**WHAT YOU SHOULD DO:**
The entries are to be reproduced verbatim, and their pictures left out.

DATA FOR THE TASK Block Start

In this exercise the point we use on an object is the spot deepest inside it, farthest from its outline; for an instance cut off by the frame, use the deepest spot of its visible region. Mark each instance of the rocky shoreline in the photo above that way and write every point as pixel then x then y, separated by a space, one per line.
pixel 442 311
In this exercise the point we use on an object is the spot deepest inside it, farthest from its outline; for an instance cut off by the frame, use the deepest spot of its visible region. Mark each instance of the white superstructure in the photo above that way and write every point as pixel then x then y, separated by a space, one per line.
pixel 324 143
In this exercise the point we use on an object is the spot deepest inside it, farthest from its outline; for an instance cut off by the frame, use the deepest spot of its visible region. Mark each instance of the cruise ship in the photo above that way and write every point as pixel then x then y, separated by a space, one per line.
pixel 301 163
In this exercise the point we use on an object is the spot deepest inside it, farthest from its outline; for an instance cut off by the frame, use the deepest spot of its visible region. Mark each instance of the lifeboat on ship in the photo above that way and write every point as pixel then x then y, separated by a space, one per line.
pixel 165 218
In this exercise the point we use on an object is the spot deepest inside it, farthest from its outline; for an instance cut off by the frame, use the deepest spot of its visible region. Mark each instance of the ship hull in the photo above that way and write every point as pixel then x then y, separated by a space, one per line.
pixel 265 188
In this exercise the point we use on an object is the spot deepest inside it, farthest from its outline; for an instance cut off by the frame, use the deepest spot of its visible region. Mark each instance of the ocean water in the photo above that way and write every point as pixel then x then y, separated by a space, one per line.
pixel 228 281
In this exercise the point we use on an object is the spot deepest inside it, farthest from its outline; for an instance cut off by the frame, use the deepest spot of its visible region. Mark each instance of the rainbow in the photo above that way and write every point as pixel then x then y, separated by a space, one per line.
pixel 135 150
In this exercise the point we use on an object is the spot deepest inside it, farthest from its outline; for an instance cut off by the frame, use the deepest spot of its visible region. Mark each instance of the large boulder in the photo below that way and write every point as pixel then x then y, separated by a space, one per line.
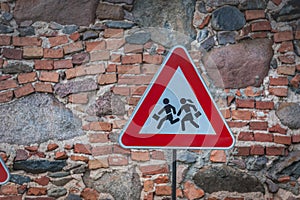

DATA FOR THE TASK Block End

**EXERCISE RESPONSE:**
In this exercise the point we use on an object is the spot deepest inside it, farthest from its outline; for an instance cut off by the frame, use the deepest spot of its visible region. Mark each instance of the rocky shoreline in the photo above that way and write every point as pixel then x then y, separated by a space, one per line.
pixel 442 311
In this exercise the point we use on an object is the spot deepest inside it, farthest from its outline; for an instance cut off by the frame, use the deepest spot of its visible region. Mark each instance of the white superstructure in the photo above that way and write every point as pixel then x then y, separated by a space, one per line.
pixel 324 143
In this exercise the point we use on an object is the spot deepest inside it, farthest from its outline; for an instance cut off by the frame, use the deepest spot of its visible region. Mark each instance of the cruise ship in the photo above that way and write every point as pixel then x then y, separated by a space, one per line.
pixel 301 163
In this exercise the point we use on an object is the spot deepest inside it, farthest from its outline; for an instance cut off by the frame, use the deepest spot of its visible region. Mark each instance of the lifeboat on ship in the photo above that way and write every point as pixel then x then y, separated by a space, one per line.
pixel 165 218
In this exercise the point we use on an object is the spot deepest inside it, farthest from its outline; for an instance cut off by the frame, use the deepest spot of its visible region. Mark each instance of the ship hull in the photo above that way and write every point as pixel then x then y, separated by a space, one per line.
pixel 265 188
In this exercise the point we use on an object is the spot deepest inside it, farthest from its outline; for an instance cut off by the frame, use the deepest spot of its visible region. Mark each instance of the ocean water in the photo above that way and write every point as pixel then x then y, separated by a space, one per line.
pixel 228 281
In this exercise the point we use on an object is the spot deepest inside it, farthest from its outline; for an instance cut off by the frame, use the deepest spot of its visible region. Mark each instance of the rainbow in the photo above that way and write every point as pixel then x then y, separated by a space, one per line.
pixel 135 150
In this exercise the point we use on an object is the spot deepest inside it, farthest from its outline; for an instance cut off by the frame, use the deepest spot of its visible region. Mark each instance of the large boulder in the photo below that way and write every point as pixel then x then y, separated by a space, one per line.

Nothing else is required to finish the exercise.